Items listed in a dataset:
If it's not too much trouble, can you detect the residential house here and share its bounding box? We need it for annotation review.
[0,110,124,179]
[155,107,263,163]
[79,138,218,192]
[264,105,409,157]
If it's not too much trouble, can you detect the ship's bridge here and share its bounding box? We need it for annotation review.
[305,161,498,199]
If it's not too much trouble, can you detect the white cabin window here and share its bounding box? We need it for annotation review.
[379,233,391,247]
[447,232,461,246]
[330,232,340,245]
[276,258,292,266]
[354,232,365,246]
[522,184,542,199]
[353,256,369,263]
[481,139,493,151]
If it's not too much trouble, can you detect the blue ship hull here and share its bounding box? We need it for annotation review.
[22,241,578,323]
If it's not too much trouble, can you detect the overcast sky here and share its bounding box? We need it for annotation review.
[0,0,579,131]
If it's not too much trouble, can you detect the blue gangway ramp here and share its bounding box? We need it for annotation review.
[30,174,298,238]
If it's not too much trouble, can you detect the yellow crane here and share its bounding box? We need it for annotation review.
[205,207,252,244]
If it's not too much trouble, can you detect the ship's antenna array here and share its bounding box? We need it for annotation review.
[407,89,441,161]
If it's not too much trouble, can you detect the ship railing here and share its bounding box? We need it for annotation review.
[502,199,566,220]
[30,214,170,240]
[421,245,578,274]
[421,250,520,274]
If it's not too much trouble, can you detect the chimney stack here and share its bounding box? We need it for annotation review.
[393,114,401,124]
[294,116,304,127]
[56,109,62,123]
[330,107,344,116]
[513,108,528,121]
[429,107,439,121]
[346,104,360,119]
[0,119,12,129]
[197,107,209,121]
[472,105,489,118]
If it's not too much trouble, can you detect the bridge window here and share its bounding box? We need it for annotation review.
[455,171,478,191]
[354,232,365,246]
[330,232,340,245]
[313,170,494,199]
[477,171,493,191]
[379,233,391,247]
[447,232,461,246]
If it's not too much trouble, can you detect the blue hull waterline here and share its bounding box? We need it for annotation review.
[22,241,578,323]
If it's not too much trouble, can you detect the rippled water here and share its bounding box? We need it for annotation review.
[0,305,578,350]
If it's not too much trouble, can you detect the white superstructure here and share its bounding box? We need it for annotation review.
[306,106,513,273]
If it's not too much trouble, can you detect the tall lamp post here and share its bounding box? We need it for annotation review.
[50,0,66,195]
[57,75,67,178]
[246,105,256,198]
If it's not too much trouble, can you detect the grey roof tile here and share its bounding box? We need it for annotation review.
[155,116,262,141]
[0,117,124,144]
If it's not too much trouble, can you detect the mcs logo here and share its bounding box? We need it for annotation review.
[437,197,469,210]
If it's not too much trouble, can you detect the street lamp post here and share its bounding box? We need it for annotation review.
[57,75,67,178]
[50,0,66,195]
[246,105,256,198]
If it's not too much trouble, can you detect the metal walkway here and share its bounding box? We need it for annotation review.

Request | From the line containing "the white superstructure" through the end of the rows, reproduce those lines with "lamp post" changed to "light pole" and nothing else altered.

Answer to the problem |
If it's not too much trouble, can you detect the white superstructure here and share its bounding box? We need it for annotation review.
[306,106,513,273]
If it's not too much trouble, can you detect the tall light pole here and share its bounding box? We need it for annotation review.
[50,0,66,195]
[57,75,67,178]
[246,105,256,198]
If it's not too much trouble, can you detect the grey roof tile here and share its bounding box? We need it for annotation review.
[155,116,262,141]
[0,117,124,144]
If it's not too much trouble, can you detect the mcs logo here and share its bounding box? We need it for annotation review.
[437,197,469,210]
If it's not too much trouble, can you detect the street light pole here and share its bounding box? We need it for annotation review.
[57,75,67,178]
[50,0,66,195]
[246,105,256,198]
If it's not too much trouble, can you detect the metal walkway here and share its bounding box? We need it for annotation review.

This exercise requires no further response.